======== Records provided ========
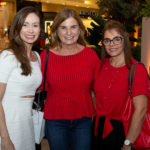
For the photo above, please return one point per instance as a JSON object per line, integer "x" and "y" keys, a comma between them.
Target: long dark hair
{"x": 112, "y": 24}
{"x": 60, "y": 17}
{"x": 16, "y": 43}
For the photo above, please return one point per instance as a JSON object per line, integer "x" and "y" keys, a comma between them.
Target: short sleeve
{"x": 38, "y": 56}
{"x": 7, "y": 64}
{"x": 141, "y": 81}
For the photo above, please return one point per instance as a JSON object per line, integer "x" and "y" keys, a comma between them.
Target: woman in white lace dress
{"x": 20, "y": 76}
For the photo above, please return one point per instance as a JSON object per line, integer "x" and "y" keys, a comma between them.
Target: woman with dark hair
{"x": 112, "y": 91}
{"x": 71, "y": 73}
{"x": 20, "y": 76}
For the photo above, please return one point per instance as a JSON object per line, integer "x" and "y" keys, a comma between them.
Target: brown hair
{"x": 112, "y": 24}
{"x": 16, "y": 43}
{"x": 60, "y": 17}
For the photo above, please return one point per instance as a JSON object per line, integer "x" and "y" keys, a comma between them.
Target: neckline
{"x": 117, "y": 68}
{"x": 78, "y": 53}
{"x": 29, "y": 60}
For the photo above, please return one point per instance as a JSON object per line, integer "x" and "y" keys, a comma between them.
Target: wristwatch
{"x": 128, "y": 143}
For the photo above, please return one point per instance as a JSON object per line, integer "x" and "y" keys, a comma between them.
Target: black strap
{"x": 45, "y": 69}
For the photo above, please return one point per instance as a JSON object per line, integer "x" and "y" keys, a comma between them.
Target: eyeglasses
{"x": 116, "y": 40}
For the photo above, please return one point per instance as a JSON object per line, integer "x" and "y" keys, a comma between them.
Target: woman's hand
{"x": 6, "y": 144}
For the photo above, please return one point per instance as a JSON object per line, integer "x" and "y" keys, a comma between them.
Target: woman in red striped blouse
{"x": 71, "y": 73}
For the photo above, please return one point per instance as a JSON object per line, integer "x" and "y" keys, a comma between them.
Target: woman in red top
{"x": 112, "y": 91}
{"x": 71, "y": 73}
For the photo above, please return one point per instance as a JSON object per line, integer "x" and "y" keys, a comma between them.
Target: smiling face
{"x": 30, "y": 30}
{"x": 113, "y": 49}
{"x": 68, "y": 31}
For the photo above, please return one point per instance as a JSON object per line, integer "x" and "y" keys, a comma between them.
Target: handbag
{"x": 40, "y": 96}
{"x": 39, "y": 125}
{"x": 143, "y": 140}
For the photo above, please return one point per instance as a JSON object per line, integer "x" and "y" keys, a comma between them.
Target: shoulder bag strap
{"x": 45, "y": 69}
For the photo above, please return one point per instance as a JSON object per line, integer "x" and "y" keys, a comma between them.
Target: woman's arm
{"x": 6, "y": 143}
{"x": 140, "y": 105}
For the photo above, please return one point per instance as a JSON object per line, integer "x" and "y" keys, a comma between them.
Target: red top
{"x": 70, "y": 80}
{"x": 112, "y": 91}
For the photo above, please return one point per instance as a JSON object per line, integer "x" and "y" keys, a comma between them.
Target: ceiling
{"x": 77, "y": 3}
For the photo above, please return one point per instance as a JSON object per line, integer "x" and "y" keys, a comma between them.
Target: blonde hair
{"x": 60, "y": 17}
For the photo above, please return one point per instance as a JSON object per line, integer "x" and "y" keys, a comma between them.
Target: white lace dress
{"x": 18, "y": 110}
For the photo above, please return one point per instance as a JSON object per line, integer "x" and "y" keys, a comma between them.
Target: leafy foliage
{"x": 124, "y": 11}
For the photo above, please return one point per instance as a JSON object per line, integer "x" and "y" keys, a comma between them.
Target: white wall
{"x": 145, "y": 51}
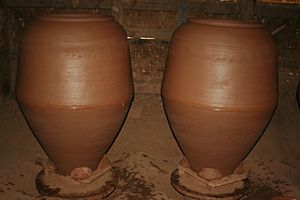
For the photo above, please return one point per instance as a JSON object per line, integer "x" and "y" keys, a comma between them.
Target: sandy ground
{"x": 145, "y": 152}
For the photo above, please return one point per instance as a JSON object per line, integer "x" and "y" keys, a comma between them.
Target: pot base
{"x": 102, "y": 182}
{"x": 190, "y": 184}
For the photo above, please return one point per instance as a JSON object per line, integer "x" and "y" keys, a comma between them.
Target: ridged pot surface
{"x": 74, "y": 86}
{"x": 219, "y": 90}
{"x": 298, "y": 94}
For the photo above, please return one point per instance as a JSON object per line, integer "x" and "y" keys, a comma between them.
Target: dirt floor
{"x": 145, "y": 152}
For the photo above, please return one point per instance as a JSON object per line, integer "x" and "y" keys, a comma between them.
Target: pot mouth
{"x": 74, "y": 17}
{"x": 225, "y": 23}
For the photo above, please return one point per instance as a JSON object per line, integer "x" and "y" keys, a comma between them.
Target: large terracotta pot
{"x": 74, "y": 86}
{"x": 298, "y": 94}
{"x": 219, "y": 90}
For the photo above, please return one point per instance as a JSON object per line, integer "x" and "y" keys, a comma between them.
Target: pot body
{"x": 298, "y": 94}
{"x": 74, "y": 86}
{"x": 219, "y": 90}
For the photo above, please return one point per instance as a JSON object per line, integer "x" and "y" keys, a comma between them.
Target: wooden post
{"x": 247, "y": 9}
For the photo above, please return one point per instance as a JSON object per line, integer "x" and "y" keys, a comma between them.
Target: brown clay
{"x": 219, "y": 90}
{"x": 74, "y": 86}
{"x": 298, "y": 94}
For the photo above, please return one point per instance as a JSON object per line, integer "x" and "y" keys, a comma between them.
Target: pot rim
{"x": 225, "y": 23}
{"x": 74, "y": 17}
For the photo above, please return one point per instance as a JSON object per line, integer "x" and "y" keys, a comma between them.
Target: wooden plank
{"x": 106, "y": 4}
{"x": 215, "y": 7}
{"x": 246, "y": 9}
{"x": 278, "y": 10}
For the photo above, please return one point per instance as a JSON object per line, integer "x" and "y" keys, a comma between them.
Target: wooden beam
{"x": 278, "y": 10}
{"x": 246, "y": 9}
{"x": 106, "y": 4}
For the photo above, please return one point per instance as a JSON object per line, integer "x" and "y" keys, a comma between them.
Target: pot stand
{"x": 190, "y": 184}
{"x": 100, "y": 183}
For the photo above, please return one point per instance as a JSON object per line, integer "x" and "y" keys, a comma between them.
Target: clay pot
{"x": 74, "y": 86}
{"x": 298, "y": 94}
{"x": 219, "y": 90}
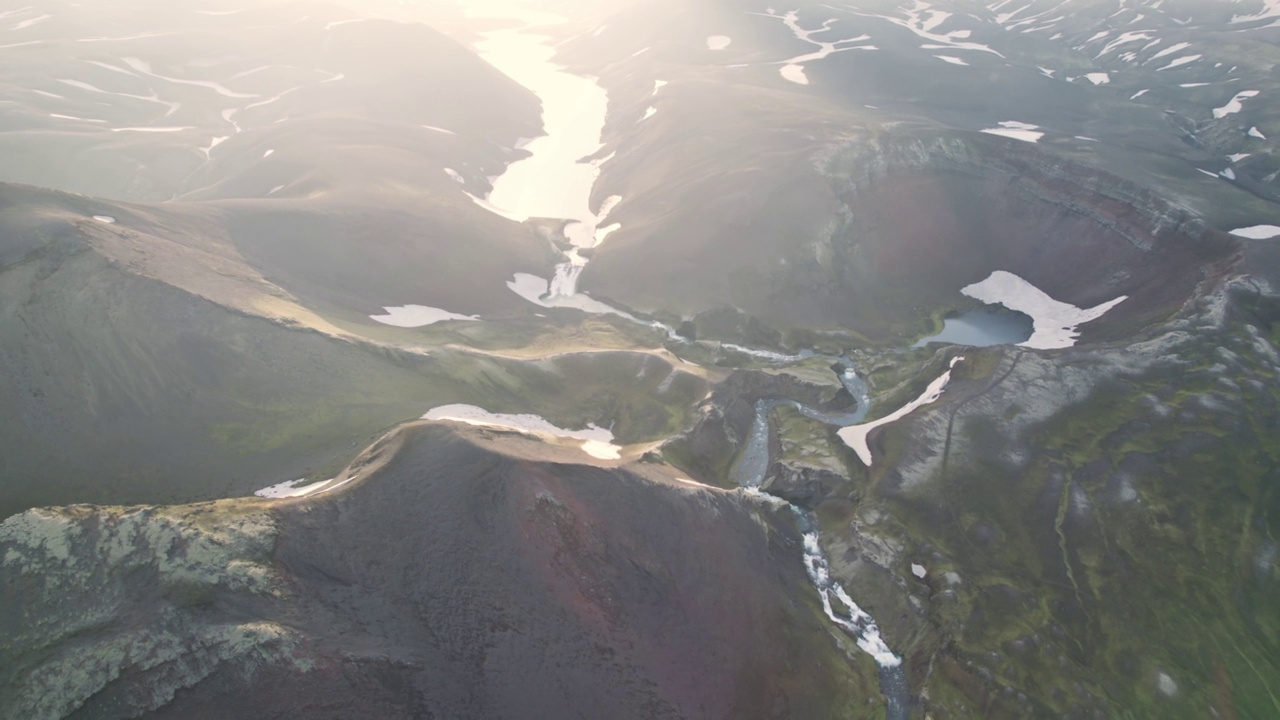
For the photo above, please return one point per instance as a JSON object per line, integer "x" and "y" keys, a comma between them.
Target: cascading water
{"x": 553, "y": 182}
{"x": 749, "y": 472}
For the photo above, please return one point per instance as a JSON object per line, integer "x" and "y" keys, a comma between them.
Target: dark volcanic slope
{"x": 462, "y": 575}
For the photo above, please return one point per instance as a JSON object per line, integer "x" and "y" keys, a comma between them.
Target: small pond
{"x": 983, "y": 328}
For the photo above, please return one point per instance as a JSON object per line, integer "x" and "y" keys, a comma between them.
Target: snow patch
========
## What you are asked to do
Your answer must be an exact copy of the entries above, with no pictures in it.

## Written answer
For the photo above, please return one point per instance as a JSON object per line, integer "x" and "y" keys, a comma between them.
Target: long dark hair
{"x": 112, "y": 24}
{"x": 60, "y": 17}
{"x": 16, "y": 43}
For the photo above, please return one point per instance as a JSON object per line, integer "x" and "y" keys, a comma between them.
Target: short sleeve
{"x": 38, "y": 56}
{"x": 7, "y": 64}
{"x": 141, "y": 81}
For the photo above, please return one point per instance as a JSON object per line, integer "x" and "y" keys, a comma between them.
Target: woman in white lace dress
{"x": 20, "y": 76}
For the photo above, please return one point per instance as a JSON object per line, integer "x" and "y" keys, a comma between them.
Target: woman with dark hair
{"x": 112, "y": 91}
{"x": 71, "y": 73}
{"x": 20, "y": 76}
For the photo above, please return one point per instance as a JSON object per line, integer "x" and "y" keys, a comma between them.
Target: brown hair
{"x": 112, "y": 24}
{"x": 16, "y": 43}
{"x": 60, "y": 17}
For the photo above, please return one point per instance as a JSON object per line, integer "x" and "y" keys, a comma between them.
Target: neckline
{"x": 117, "y": 68}
{"x": 78, "y": 53}
{"x": 29, "y": 60}
For the photo above, please return one point per instance as a JSON object per line, integer "x" and "y" keys, a comma between them.
Target: wristwatch
{"x": 128, "y": 143}
For the photo above, please return one point per instance as a JSON object per line, integer "x" and "y" keys, a comma between them.
Target: black strap
{"x": 45, "y": 69}
For the photo above, please return one point per instance as a JSON object per line, integer "x" and "y" keys, a comma between them.
Target: eyeglasses
{"x": 116, "y": 40}
For the photo above, please return one point per instance as a JSON object per line, integer "x" and "y" keys, a comma between them.
Target: woman's hand
{"x": 6, "y": 144}
For the photo above, please return one point per instance as a JSON object per line, integer "x" and "y" keys, a comma between them.
Target: woman in red striped blouse
{"x": 71, "y": 73}
For the photo above, please return one point per instance as a JSON object per line, integer "x" and "y" keys, a comma between them.
Target: woman in red top
{"x": 112, "y": 91}
{"x": 71, "y": 73}
For the photo above, please return one point per instance as a JSON object per line, integer "x" and "y" keys, a comma between them.
Target: smiling face
{"x": 30, "y": 30}
{"x": 113, "y": 49}
{"x": 68, "y": 31}
For the photo above, please return one point per instance as a JSON object per line, integer "x" and "y" keys, a comma between them.
Target: handbag
{"x": 40, "y": 96}
{"x": 39, "y": 125}
{"x": 143, "y": 140}
For the photo above, please return one point per instance as a JSON object per line, integer "x" and "y" keys, a comma between them.
Target: shoulder bag strap
{"x": 45, "y": 69}
For the photo above, please return one point per instance as a JSON object per line, integer "x" and "y" keys, a comma between them.
Target: woman's arm
{"x": 6, "y": 143}
{"x": 140, "y": 105}
For the photo above, please return one point per instance as a JSON object per line, integer "x" and "y" keys, a comma between them.
Target: red top
{"x": 70, "y": 80}
{"x": 112, "y": 91}
For the photo above, please return one point per instance as a JSON object per line, integer "x" and "y" keys, a comma between them.
Target: ceiling
{"x": 77, "y": 3}
For the photo above, please return one point per instance as a JSON object per line, integer "x" and "y" keys, a comma between them.
Target: blonde hair
{"x": 60, "y": 17}
For the photo above, please return one point per instance as a JSON object per line, integer "x" and "y" keys, a comma between them.
Target: white lace dress
{"x": 18, "y": 110}
For the photo above, please return one point per instance as a JSON object per line, integer "x" and "y" keys, a comma between them.
Target: leafy foliage
{"x": 124, "y": 11}
For the photo above, please return one point per instance as a JSON object per line, integer "x" and "y" keys, a comma between them.
Target: white wall
{"x": 145, "y": 51}
For the photo above, please return one point per instance as a JSON object per line, integer "x" and "y" keys, a comma between them.
Target: sandy ground
{"x": 145, "y": 152}
For the photo above, please return one point per instance as a JSON object per line, integer "x" and "y" keys, a comma between them.
Target: pot base
{"x": 102, "y": 182}
{"x": 190, "y": 184}
For the photo above, please return one point per instance as a JSON object per line, integer "x" and "y" keys, a comma between them.
Target: ridged pot surface
{"x": 74, "y": 86}
{"x": 219, "y": 90}
{"x": 298, "y": 94}
For the photo above, please return one point per instance as a JSON object per line, integer "x" and "y" keys, a comma between them.
Target: dirt floor
{"x": 145, "y": 152}
For the photo above, please return one point per instance as a JSON object per line, integer "x" and "y" keys, a comma between them.
Target: pot mouth
{"x": 74, "y": 17}
{"x": 225, "y": 23}
For the photo above, please return one point per instance as a JSON object per line, integer "x" and "y" keys, a comma between them.
Target: large terracotta pot
{"x": 74, "y": 86}
{"x": 298, "y": 94}
{"x": 219, "y": 90}
For the photo above, please return one point per instance as a JSON object per line, integer "x" and "y" keys, a comma between them.
Target: pot body
{"x": 298, "y": 94}
{"x": 74, "y": 86}
{"x": 219, "y": 90}
For the photo above, please return one point per instance as a JSON object per line, integer "x" and "y" keys, a comma between them.
Target: wooden post
{"x": 247, "y": 9}
For the photo above, please return one point per instance as a JSON object per line, integer "x" and "y" keys, a comma between them.
Target: brown clay
{"x": 219, "y": 90}
{"x": 74, "y": 86}
{"x": 298, "y": 94}
For the photo above, please return one point per instance as a JSON object per line, integer "x" and "y" keys, a comma between them.
Target: pot rim
{"x": 225, "y": 23}
{"x": 74, "y": 17}
For the photo above, please return one point per instance as a JSON object per line, integer "x" and "y" keys, a comma between them.
Target: wooden plank
{"x": 106, "y": 4}
{"x": 215, "y": 7}
{"x": 246, "y": 9}
{"x": 278, "y": 10}
For the photo above, please return one point per instance as a JSON object per line, integer "x" and "y" keys, a comma between them.
Target: wooden beam
{"x": 278, "y": 10}
{"x": 246, "y": 9}
{"x": 106, "y": 4}
For the photo above, please return one point per instance as a JSON object per line, integer "x" and "y" keys, a comma between them.
Target: pot stand
{"x": 190, "y": 184}
{"x": 100, "y": 183}
For the photo above, please return one point per instance as a JSON object per line, integer "x" and "y" keys, a comma between them.
Target: clay pot
{"x": 74, "y": 86}
{"x": 298, "y": 94}
{"x": 219, "y": 90}
For the photo above, please return one point per instance as a JSON object per line, integer "x" and "y" keys, a comma between them.
Target: cascading water
{"x": 553, "y": 182}
{"x": 749, "y": 472}
For the photo above, please return one point per instance as a JSON object per line, integer "x" and "y" keys, a comma between them.
Target: dark volcanic slope
{"x": 462, "y": 575}
For the photo above, please return one point per instance as a JSON object per line, integer "x" and "y" keys, a comma between them.
Target: small pond
{"x": 983, "y": 328}
For the photo above, please return one point per instance as a JSON object per line, integer "x" and "y" keys, a comma between them.
Target: snow patch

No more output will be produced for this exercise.